Back in March, as the unemployment rate started skyrocketing, states started putting eviction moratoriums in place to keep people from becoming homeless in the midst of a global pandemic. The federal government did, too, but only for properties with federally-backed mortgages.
Now, those moratoriums are starting to expire.
Already, more than a dozen states, including South Carolina, Virginia, Texas and Wisconsin, have allowed eviction proceedings to resume. By the beginning of June, more than half of states will have no protections in place for renters. By the end of July, almost none will.
“We are on the precipice of an enormous eviction crisis, a housing crisis that will have societal consequences for the indefinite future unless we intervene immediately,” said Emily Benfer, a visiting professor at Columbia Law School and director of the Health Justice Advocacy Clinic. “These stopgap measures are just that. The moment that they’re lifted, renters who are already hard-pressed will struggle to maintain housing.”

-*-*-

◆ **Directions**
(1) In the eviction moratorium text, by when will almost no states still have protections in place for renters?
(2) Go on with the text about expiring eviction moratoriums, picking up right after its final sentence.

-*-*-

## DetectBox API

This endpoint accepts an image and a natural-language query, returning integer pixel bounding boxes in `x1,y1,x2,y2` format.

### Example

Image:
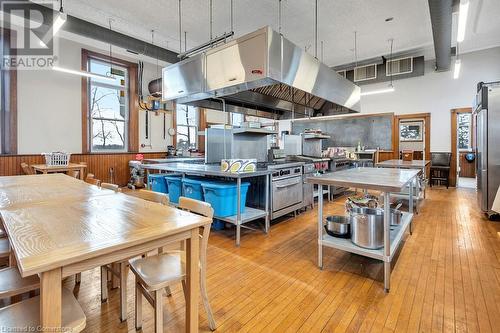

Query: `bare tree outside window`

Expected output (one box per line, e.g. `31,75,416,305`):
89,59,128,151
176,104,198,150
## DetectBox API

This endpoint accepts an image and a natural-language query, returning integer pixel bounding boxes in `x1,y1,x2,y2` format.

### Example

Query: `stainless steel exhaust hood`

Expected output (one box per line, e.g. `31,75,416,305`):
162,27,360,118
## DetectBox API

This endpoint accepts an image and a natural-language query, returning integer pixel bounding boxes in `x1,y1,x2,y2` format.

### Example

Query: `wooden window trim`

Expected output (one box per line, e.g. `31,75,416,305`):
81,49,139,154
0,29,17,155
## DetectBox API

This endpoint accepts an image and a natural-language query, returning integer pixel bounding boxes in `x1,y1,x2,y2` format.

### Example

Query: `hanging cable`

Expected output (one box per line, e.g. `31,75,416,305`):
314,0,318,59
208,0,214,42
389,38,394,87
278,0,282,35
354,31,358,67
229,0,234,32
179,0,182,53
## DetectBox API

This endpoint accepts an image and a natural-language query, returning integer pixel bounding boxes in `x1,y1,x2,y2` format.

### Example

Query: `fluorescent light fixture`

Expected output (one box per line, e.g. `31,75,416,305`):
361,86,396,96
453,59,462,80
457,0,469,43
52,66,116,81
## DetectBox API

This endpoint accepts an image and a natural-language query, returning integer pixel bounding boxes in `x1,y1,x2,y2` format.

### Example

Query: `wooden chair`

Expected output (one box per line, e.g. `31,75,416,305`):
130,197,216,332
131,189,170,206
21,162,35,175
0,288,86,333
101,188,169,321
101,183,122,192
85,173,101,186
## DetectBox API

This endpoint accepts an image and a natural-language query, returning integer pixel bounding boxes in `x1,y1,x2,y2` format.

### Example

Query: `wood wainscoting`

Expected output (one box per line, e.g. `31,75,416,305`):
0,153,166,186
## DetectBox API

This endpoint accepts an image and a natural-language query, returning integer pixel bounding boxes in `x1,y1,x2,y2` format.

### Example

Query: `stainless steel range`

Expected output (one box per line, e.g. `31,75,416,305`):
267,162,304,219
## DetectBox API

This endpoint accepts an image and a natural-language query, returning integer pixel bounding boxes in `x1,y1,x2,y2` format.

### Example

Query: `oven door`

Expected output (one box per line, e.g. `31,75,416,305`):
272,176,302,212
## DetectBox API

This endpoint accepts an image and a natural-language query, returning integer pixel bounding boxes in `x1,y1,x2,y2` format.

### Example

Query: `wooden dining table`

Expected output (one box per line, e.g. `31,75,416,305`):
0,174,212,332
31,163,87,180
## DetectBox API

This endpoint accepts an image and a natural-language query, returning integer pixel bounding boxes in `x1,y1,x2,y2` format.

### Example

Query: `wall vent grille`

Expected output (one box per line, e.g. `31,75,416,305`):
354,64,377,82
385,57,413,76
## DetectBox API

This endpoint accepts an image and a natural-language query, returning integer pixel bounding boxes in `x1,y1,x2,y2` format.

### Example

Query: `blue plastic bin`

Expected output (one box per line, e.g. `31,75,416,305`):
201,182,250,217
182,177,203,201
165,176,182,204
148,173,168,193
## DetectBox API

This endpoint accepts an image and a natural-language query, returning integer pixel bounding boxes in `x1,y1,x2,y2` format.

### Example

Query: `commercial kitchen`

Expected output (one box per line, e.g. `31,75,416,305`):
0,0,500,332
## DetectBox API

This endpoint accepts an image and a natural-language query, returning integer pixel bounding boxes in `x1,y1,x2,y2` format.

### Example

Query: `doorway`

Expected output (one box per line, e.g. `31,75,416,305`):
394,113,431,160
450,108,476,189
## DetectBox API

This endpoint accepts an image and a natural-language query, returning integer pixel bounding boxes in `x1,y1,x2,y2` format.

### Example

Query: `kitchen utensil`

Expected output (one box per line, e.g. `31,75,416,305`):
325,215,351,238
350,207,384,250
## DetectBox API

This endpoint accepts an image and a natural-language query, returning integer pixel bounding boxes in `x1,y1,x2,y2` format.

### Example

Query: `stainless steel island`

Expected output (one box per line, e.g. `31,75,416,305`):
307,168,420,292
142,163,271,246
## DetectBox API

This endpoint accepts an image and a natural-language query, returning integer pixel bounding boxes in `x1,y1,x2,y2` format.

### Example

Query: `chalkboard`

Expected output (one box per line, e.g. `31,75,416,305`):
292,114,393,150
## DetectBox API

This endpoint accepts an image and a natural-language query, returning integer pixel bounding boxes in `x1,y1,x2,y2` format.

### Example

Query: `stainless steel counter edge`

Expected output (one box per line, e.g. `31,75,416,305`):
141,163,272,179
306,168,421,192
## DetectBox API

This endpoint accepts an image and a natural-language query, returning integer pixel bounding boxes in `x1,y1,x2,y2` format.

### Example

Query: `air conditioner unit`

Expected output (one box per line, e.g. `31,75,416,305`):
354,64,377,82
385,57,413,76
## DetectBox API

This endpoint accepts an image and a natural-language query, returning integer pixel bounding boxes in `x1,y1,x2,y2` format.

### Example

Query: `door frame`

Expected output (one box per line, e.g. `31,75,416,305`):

-*-*-

◆ **Results of the exercise**
(1) By the end of July.

(2)
These moratoriums are expiring as the death toll from COVID-19 and the unemployment rate continue to rise. More than 40 million people have filed for unemployment benefits in just two and a half months, since the pandemic began, including 2.1 million last week. That’s about 25% of the entire workforce.
Meanwhile, the financial help that came out of the CARES Act is running out. Most people have already spent their stimulus checks, and the extra $600 in weekly unemployment benefits from the federal government will stop at the end of July.
“At that time, we will see the true magnitude of missed rent and debt that accrues each month, and will continue to grow and escalate,” said Benfer, who has been tracking eviction moratoriums nationwide.
Patrice Paldino, the executive director of Coast to Coast Legal Aid of South Florida, said her office is expecting “a tsunami of evictions” after Florida’s moratorium expires on June 2. Already, Legal Aid is hearing from people who have received notices that their landlord intends to move forward with eviction.
“Now all of a sudden we’ve decided on this arbitrary date of early June, and we’re going to be okay with everyone being homeless as of early June?”
Patrice Paldino, Coast to Coast Legal Aid of South Florida
“During this period, we hoped to keep people from being homeless, and now all of a sudden we’ve decided on this arbitrary date of early June, and we’re going to be okay with everyone being homeless as of early June?” Paldino said. “What’s going to happen? People are going to get evicted, and we’re just going to move them from one home they can’t pay for to another one they can’t pay for? There’s no solution yet.”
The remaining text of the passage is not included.